非常に細かく練られた内容と、現代を生きる人々に刺さる、前向きになれるシナリオが魅力的

**ネタバレ注意**
ゲームをクリアした人むけのレビューです。

長文感想

さくレットのプレイを終了し、感極まったため、すぐに感想を書きたいと考えたが、こみ上げてくる思いが多く何から書くべきか迷ってしまった。整理してまとめると大きく分けて3点ほど書きたいことを思いついたことから、それぞれまとめてみる。

<現代とリンクしたシナリオと斬新な設定のループ>

さくレットの発売年は2020年、この作品は発売当時と同じ2020年の日本から始まる。100年前の日本へとタイムスリップし、歴史の歪みを正すことで未来に帰ることが当初の目的だ。パラレルワールドの存在は桜の枝に例えられ、幾度も別の世界戦の枝をプレーヤーは辿っていくことになる。

---

_課題_
上のさくレットのレビューを、最後の文の後から書き進めること。

_データ抜粋_

---

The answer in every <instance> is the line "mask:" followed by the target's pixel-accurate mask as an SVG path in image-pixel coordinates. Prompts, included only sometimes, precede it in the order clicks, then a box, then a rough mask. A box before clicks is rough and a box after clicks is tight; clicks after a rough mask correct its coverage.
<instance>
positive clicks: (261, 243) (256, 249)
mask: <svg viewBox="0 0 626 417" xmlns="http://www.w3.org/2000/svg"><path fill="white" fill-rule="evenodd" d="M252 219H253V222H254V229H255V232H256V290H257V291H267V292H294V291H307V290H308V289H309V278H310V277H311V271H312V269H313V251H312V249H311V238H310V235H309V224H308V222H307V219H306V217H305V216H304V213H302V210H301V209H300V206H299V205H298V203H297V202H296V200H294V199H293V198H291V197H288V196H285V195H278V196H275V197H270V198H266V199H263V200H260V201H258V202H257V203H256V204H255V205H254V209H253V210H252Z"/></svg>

---

_解答欄_
プレーヤーの視点ではループ物となるが、主人公は並行世界の出来事を知らない。しかし、別の世界線で経験したメッセージを電報という形で新しく枝を辿る主人公に知らせることで、行動が変化し、別の未来に繋がっていくストーリーである。

ループ物は、矛盾を抱えない物語の構築が難しくシナリオライター泣かせでありながら、読者にとっても斬新性がなく、現在では使い古されたテーマといっていいだろう。

某ラノベの影響で近年ではよく見るテーマになったが、練りが甘ければ駄作になりやすく、読者にとって飽きのこない内容にするには他のループ物との差別化が必要である。失敗を恐れるなら積極的に挑戦すべきテーマとは言い難いので、ループはライターも書きにくく、読者も身構えてしまうテーマになりつつあるだろう。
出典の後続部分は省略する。